2020 May 21

Advances of the ID-VITRORED project

The Stem cell biology, developmental leukemia, and immunotherapy group, led by Pablo Menéndez, is participating in the ID-VITRORED project, which consists of adapting a technology to detect and identify anti-erythrocyte antibodies.

Approximately 4% of patients who are candidates for blood transfusion have irregular antibodies in the serum that direct against red blood cell antigens that can cause an acute hemolytic transfusion reaction. This percentage may be as high as 38% in patients with specific pathologies or polytransfusion. Something similar occurs with 10% of pregnant women, who are at risk of becoming sensitized to erythrocyte antigens of the fetus inherited from the father. These women are at risk of inducing Hemolytic Disease of the Fetus or Newborn (EHFR), which in the most severe cases, requires transfusion of red blood cells in utero or postpartum.

To detect anti-erythrocyte antibodies before a transfusion and during gestation, to avoid these reactions in time, clinicians use panels of red blood cells that recognize these antigens, which proceed from well-characterized blood donors in a very meticulous work of analysis, selection, and panel constitution. This process is extremely laborious because the panel must include red blood cells that are capable of recognizing even the rare, low-incidence antigens, which are the most difficult to detect. Added to this complexity is the limited life of the red blood cells, which forces to fit the extractions of the donors in a pre-established calendar to include the different combinations of cells that make up a panel in adequate time for their use.

As a promising alternative, the Blood and Tissues Bank of Catalonia (BST) has undertaken the ID-VITRORED project, led by Dr. Núria Nogués, with the participation of Pablo Menéndez and his group from the Josep Carreras Institute. ID-VITRORED consists of developing a panel of induced pluripotency cell lines (iPSCs) from donors with selected phenotypes. That is to say, to have an inexhaustible bank of cells produced in the laboratory with the antigens that will recognize these antibodies, without the need to obtain them from donors.

DATASET CONTENT
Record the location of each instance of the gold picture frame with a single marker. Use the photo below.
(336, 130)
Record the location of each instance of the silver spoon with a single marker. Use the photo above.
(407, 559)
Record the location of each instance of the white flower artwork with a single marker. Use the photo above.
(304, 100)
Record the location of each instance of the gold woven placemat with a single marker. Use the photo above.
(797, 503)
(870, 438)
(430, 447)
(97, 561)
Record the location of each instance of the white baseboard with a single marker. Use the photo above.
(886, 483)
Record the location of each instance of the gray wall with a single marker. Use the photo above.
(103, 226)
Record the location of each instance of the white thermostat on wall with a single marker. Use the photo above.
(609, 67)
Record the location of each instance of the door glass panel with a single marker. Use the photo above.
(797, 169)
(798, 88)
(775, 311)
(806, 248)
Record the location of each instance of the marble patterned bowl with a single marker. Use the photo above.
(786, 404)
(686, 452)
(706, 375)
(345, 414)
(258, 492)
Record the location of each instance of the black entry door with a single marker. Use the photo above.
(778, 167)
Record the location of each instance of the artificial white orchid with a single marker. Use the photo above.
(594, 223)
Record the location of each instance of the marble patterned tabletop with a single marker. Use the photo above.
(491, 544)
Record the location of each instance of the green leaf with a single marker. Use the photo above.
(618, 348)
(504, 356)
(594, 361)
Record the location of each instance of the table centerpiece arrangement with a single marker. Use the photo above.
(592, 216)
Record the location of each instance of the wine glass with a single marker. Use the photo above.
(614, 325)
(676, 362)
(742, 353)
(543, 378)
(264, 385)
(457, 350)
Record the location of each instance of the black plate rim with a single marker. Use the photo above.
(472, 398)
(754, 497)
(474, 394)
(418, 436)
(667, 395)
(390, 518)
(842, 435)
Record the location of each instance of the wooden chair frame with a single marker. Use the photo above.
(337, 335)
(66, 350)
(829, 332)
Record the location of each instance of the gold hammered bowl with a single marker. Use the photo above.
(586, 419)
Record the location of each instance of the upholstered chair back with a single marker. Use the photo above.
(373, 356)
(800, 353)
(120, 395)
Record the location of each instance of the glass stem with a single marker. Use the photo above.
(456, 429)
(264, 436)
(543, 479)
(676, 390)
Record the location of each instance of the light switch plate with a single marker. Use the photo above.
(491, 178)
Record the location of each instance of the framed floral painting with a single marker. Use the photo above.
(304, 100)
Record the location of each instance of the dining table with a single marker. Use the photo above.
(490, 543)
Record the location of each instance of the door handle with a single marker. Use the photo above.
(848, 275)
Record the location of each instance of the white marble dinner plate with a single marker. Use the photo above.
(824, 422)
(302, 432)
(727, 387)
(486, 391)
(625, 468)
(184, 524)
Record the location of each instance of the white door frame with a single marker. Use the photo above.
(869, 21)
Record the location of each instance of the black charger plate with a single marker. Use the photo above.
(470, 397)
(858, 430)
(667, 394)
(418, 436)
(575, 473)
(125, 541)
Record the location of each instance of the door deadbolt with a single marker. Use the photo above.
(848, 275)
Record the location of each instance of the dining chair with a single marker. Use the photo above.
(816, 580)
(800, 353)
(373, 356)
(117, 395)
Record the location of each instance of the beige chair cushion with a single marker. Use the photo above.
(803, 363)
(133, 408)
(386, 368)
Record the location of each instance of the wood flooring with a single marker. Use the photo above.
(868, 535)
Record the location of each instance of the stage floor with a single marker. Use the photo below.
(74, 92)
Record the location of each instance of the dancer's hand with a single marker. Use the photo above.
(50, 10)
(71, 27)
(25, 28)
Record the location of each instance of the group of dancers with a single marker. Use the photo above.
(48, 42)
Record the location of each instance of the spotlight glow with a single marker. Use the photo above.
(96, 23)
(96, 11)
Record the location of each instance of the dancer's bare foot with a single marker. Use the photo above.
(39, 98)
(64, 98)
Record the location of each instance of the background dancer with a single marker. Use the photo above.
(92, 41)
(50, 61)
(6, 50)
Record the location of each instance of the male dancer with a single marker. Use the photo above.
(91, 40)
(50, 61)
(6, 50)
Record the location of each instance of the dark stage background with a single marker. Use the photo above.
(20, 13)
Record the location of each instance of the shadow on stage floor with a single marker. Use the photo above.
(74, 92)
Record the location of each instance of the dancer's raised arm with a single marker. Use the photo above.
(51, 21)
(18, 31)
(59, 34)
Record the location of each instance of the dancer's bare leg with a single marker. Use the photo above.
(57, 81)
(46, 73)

ACTIVITIES
A. In the ID-VITRORED article, what share of pregnant women are at risk of becoming sensitized to erythrocyte antigens of the fetus inherited from the father?
B. Carry on the ID-VITRORED article from the point where it stops.

ANSWERS FOR THIS EXERCISE
A. 10%

B.
The way to make these cells express the erythrocyte phenotype of interest is through gene-editing techniques such as the use of CRISPR-Cas9, which allows the genome of these cells to be corrected and edited accurately, quickly, and safely to generate, for example, null phenotypes or shallow incidence blood groups. This strategy will optimize the diagnosis of erythrocyte alloimmunization.

Since the beginning of its participation in the project, Menéndez's group has published two iPSC lines from donors with rare erythrocyte phenotypes, the most difficult to achieve because of their little or no representation in our donor population. "These lines have been extensively characterized with pluripotency markers, and we have already developed the erythroid lineage differentiation method," says Paolo Petazzi, a researcher in Menéndez's group. "Finally, the in vitro differentiation of these edited iPSCs will allow us to obtain erythrocytes suitable for use in antibody identification panels."

The ID-VITRORED project is funded by the RETOS program of the Spanish Government under the reference RTC-2017-6367-1. It expects to end on December 31, 2021.